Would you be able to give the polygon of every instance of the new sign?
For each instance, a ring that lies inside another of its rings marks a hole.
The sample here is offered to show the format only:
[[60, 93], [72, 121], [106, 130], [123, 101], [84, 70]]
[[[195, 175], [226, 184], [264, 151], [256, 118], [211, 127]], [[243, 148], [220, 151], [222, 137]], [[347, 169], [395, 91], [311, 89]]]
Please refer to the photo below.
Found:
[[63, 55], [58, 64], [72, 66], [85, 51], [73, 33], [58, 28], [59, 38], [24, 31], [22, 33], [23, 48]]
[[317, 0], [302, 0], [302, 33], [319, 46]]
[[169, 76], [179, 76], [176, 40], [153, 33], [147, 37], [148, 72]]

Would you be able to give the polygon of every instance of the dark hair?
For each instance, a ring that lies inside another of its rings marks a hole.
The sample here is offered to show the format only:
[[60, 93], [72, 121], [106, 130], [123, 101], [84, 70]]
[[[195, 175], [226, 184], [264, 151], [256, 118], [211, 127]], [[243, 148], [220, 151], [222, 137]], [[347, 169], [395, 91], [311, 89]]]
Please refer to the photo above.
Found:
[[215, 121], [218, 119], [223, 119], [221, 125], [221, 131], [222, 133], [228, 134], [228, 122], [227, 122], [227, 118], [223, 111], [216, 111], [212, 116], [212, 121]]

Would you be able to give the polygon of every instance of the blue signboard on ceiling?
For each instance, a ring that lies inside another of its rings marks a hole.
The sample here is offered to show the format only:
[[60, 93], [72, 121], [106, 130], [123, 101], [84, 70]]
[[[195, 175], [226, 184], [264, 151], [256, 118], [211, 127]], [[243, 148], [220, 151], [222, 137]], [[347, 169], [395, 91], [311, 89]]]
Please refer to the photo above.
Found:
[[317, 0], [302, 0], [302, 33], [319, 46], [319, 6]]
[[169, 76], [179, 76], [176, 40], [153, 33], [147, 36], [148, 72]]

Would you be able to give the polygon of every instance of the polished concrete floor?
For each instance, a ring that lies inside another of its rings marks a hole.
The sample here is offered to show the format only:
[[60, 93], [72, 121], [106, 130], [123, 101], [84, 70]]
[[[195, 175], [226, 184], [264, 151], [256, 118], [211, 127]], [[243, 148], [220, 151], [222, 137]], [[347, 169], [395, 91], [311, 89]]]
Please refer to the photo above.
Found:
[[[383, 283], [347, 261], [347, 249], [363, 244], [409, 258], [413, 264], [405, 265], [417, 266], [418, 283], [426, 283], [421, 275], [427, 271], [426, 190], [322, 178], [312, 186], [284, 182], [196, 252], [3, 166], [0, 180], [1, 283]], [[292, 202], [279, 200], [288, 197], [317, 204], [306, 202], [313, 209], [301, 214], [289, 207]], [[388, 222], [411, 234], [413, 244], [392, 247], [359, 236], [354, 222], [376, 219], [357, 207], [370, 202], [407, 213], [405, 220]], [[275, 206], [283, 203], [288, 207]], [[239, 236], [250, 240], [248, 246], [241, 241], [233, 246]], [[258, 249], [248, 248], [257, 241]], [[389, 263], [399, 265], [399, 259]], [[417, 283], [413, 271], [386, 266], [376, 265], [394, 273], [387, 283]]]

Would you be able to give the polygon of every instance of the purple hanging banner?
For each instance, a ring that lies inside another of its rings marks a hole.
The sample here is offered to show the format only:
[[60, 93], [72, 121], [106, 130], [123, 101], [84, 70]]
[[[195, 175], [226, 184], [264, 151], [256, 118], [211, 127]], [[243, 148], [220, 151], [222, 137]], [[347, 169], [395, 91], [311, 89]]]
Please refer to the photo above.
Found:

____________________

[JOB] Retype the listing. Match it exactly.

[COMPLETE OUTPUT]
Would you be able to give the polygon of every instance of the new sign?
For each instance, a ring that lies inside another of its rings marks a hole.
The sample here is offered to show the format only:
[[60, 93], [72, 121], [106, 130], [123, 101], [84, 70]]
[[[195, 175], [226, 184], [264, 151], [256, 118], [211, 127]], [[243, 148], [220, 151], [222, 137]], [[347, 169], [395, 91], [311, 89]]]
Please refer to the photo below.
Found:
[[63, 55], [58, 64], [72, 66], [85, 51], [73, 33], [58, 28], [59, 38], [24, 31], [22, 33], [23, 48]]
[[317, 0], [302, 0], [302, 33], [319, 46]]
[[169, 76], [179, 76], [176, 40], [153, 33], [147, 37], [148, 72]]

Would you be able to give the polygon of every instance of the dark hair?
For each instance, a ring that lies inside another of its rings marks a hole.
The sample here is offered to show the format only:
[[60, 93], [72, 121], [106, 130], [123, 101], [84, 70]]
[[[195, 175], [226, 184], [264, 151], [256, 118], [211, 127]], [[243, 148], [220, 151], [222, 137]], [[347, 169], [395, 91], [311, 89]]]
Please refer to the photo above.
Found:
[[215, 121], [218, 119], [223, 119], [221, 125], [221, 131], [222, 133], [228, 134], [228, 122], [227, 122], [227, 118], [223, 111], [216, 111], [212, 116], [212, 121]]

Would you be able to give the polygon of every instance of the blue signboard on ceiling?
For each instance, a ring that lies inside another of its rings marks a hole.
The sample here is offered to show the format only:
[[60, 93], [72, 121], [106, 130], [123, 101], [84, 70]]
[[[195, 175], [226, 184], [264, 151], [256, 118], [211, 127]], [[243, 148], [220, 151], [222, 137]], [[347, 169], [395, 91], [311, 89]]]
Please refer to the photo above.
Found:
[[317, 0], [302, 0], [302, 33], [319, 46], [319, 6]]
[[169, 76], [179, 76], [176, 40], [153, 33], [147, 36], [148, 72]]

Would you be able to give the polygon of every instance of the polished concrete floor?
For each instance, a ring that lies inside another of its rings marks a hole.
The sample here is offered to show the format only:
[[60, 93], [72, 121], [106, 130], [123, 101], [84, 70]]
[[[195, 175], [226, 184], [264, 151], [256, 118], [211, 127]], [[243, 148], [220, 151], [222, 137]], [[347, 169], [395, 91], [311, 89]]]
Please refer to the photo above.
Found:
[[[383, 283], [347, 261], [347, 249], [363, 244], [409, 258], [413, 264], [405, 265], [417, 266], [418, 283], [426, 283], [421, 275], [427, 271], [426, 190], [322, 178], [312, 186], [284, 182], [196, 252], [3, 166], [0, 180], [1, 283]], [[292, 202], [279, 200], [288, 197], [317, 204], [306, 202], [313, 209], [301, 214], [289, 207]], [[388, 222], [411, 234], [413, 244], [392, 247], [359, 236], [354, 222], [376, 219], [357, 207], [370, 202], [407, 213], [405, 220]], [[275, 206], [283, 203], [288, 207]], [[239, 236], [250, 240], [248, 246], [241, 241], [233, 246]], [[258, 249], [248, 248], [257, 241]], [[389, 263], [399, 265], [399, 259]], [[417, 283], [413, 271], [386, 266], [376, 265], [394, 273], [387, 283]]]

Would you be able to give the polygon of every instance of the purple hanging banner?
For each instance, a ring that lies inside another of its rings marks a hole.
The sample here is offered to show the format only:
[[60, 93], [72, 121], [106, 130], [123, 101], [84, 70]]
[[[195, 175], [226, 184], [264, 151], [256, 118], [211, 127]], [[243, 148], [220, 151], [222, 137]], [[347, 169], [395, 91], [311, 89]]]
Please refer to the photo above.
Found:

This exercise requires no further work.